[Page text]
Wednesday, 24 June 2026

Lyminge archaeobotany


A chance online link led to a short paper on recent archaeological digs at Lyminge, that has some fascinating descriptions of botanical finds from the early Medieval period.

The paper Seeds and status: the archaeobotany of monastic Lyminge is by Mark McKerracher (2017).  The relevant paragraphs on botanical diversity are worth repeating in full.

The Lyminge Archaeological Project has reaped a tantalizingly rich harvest of archaeobotanical data. In each season of excavation from 2008 to 2014, bulk soil samples have been taken...   the presence at monastic Lyminge of several relatively unusual plant species is notable.

Anglo-Saxon archaeobotany as a whole is fairly monotonous in character. Evidence of fruits, vegetables, herbs and spices is minimal in the extreme, and compares very poorly with the panoply of exotic introductions in the Romano-British record, a disparity not entirely attributable to differential preservation biases.
[/Page text]
[Information given]
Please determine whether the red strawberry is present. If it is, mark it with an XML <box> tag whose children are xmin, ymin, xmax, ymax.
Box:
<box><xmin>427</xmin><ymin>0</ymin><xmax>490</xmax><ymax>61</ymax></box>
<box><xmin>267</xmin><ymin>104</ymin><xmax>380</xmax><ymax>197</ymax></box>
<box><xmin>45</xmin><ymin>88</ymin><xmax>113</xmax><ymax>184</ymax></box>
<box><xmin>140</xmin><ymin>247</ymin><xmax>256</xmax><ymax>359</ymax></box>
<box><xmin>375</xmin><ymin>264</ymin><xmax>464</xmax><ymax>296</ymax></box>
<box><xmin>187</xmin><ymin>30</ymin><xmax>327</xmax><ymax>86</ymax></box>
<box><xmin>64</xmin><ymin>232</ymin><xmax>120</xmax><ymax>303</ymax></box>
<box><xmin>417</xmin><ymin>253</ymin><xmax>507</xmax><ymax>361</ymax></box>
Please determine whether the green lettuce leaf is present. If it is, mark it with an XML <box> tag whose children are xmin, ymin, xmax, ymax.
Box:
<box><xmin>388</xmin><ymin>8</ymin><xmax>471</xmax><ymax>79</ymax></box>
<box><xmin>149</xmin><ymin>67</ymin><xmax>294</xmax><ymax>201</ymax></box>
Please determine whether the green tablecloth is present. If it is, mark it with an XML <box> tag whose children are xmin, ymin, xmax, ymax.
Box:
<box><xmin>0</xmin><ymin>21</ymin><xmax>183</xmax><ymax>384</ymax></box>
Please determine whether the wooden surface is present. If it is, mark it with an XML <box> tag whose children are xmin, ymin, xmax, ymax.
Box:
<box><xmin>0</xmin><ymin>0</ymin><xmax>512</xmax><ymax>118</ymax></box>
[/Information given]
* [Tasks]:
A – According to the Lyminge archaeobotany post, in which years were bulk soil samples taken during excavation?
B – Write out, word for word, the part of the Lyminge archaeobotany post between "A chance online" and "repeating in full.", inclusive.

* [Written responses]:
A – Bulk soil samples were taken in each excavation season from 2008 to 2014.

B –
A chance online link led to a short paper on recent archaeological digs at Lyminge, that has some fascinating descriptions of botanical finds from the early Medieval period.

The paper Seeds and status: the archaeobotany of monastic Lyminge is by Mark McKerracher (2017).  The relevant paragraphs on botanical diversity are worth repeating in full.